Do you work with an investment adviser?
How often do you meet with your adviser?
What do you talk about beyond the investments?
What are you paying for your advice?
Unfortunately, for too many people who answer yes to the first question, particularly those with small balances (less than $1 million), the remaining answers are never, nothing and I don’t know.
Over the last several months I’ve reviewed a number of investment portfolios for people who work with advisers. Sometimes it’s good to get an unbiased second opinion, especially if it is free and not given with the intention of winning business. In general, the investment strategies have been just fine, but what has caused me concern is the high fees combined with a lack of service.
In one account, the adviser was charging what seemed to be a relatively low annual fee of 0.60 percent of assets under management (about $6 per $1,000), but he was investing the money in class A shares, which not only had high internal expense ratios, but also had a front end load of 3.50 percent. The internal expense ratio is what the mutual fund manager gets paid to manage the mutual fund. The front end load is paid to the adviser for selling the mutual fund to you. The investor was depositing $1,000 per month, and every month’s deposits were being hit with the 3.50 percent load. That was in addition to the management fee. Average expenses were nearly 2.0 percent per year on the account.

▸ Task set:
1. Put this sentence from the piece on adviser fees into Spanish: "The front end load is paid to the adviser for selling the mutual fund to you."
2. Reproduce the stretch of the piece on adviser fees from "Unfortunately, for too" through "I don’t know.".

▸ Entries shown:
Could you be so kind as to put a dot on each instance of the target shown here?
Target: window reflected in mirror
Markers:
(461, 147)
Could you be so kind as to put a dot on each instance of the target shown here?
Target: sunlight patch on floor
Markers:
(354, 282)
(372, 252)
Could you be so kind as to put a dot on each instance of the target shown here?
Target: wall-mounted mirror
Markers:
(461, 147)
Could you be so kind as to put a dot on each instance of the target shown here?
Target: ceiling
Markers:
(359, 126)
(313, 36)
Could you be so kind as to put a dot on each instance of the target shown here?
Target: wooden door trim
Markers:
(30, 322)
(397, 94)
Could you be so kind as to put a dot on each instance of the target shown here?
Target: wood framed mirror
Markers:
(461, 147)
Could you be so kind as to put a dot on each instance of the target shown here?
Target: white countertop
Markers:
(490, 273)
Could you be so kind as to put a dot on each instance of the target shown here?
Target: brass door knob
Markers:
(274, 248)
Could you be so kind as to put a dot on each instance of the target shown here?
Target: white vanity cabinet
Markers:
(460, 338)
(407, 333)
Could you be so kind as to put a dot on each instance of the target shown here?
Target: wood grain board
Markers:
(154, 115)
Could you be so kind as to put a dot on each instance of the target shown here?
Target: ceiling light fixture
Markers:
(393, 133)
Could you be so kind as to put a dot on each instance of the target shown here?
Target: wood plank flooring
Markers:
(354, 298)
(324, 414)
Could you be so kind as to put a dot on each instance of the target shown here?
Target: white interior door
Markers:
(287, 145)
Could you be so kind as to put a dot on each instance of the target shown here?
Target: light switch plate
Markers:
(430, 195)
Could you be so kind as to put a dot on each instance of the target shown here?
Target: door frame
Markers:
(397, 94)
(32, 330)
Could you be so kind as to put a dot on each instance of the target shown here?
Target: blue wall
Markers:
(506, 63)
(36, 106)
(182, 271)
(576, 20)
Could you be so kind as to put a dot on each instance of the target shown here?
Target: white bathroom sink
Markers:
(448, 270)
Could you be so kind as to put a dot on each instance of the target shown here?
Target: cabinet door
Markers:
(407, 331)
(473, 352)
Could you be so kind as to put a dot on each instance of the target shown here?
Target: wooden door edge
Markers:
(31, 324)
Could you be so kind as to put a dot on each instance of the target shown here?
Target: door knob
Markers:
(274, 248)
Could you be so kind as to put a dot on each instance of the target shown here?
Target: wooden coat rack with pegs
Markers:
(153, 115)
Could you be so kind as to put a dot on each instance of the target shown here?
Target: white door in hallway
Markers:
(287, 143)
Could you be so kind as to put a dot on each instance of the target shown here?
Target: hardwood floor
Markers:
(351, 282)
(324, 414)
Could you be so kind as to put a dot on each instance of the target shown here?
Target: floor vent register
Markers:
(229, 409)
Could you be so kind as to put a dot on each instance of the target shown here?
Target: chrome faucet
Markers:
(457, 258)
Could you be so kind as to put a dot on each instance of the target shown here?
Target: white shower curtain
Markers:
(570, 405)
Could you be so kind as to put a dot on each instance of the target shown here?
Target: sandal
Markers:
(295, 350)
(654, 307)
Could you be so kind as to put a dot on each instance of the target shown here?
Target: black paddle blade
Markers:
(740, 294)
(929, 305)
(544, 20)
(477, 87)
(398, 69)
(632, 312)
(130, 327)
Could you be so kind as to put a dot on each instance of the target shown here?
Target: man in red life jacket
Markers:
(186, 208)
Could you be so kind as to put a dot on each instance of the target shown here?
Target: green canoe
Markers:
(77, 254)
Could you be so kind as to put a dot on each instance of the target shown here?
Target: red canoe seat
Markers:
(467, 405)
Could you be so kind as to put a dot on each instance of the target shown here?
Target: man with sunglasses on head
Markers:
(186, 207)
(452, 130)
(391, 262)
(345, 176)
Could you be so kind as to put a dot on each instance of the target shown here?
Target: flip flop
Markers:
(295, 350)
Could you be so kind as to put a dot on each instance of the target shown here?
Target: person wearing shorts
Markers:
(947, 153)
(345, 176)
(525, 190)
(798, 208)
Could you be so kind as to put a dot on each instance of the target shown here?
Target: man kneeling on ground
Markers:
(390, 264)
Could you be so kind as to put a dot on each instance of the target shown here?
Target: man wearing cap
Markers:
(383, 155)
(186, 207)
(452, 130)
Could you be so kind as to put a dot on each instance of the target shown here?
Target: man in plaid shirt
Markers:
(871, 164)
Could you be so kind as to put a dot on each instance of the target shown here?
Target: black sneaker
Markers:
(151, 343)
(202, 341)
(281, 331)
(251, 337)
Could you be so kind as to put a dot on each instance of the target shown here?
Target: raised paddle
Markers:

▸ Task-by-task solutions:
1. La comisión de entrada se le paga al asesor por venderle a usted el fondo mutuo.

2.
Unfortunately, for too many people who answer yes to the first question, particularly those with small balances (less than $1 million), the remaining answers are never, nothing and I don’t know.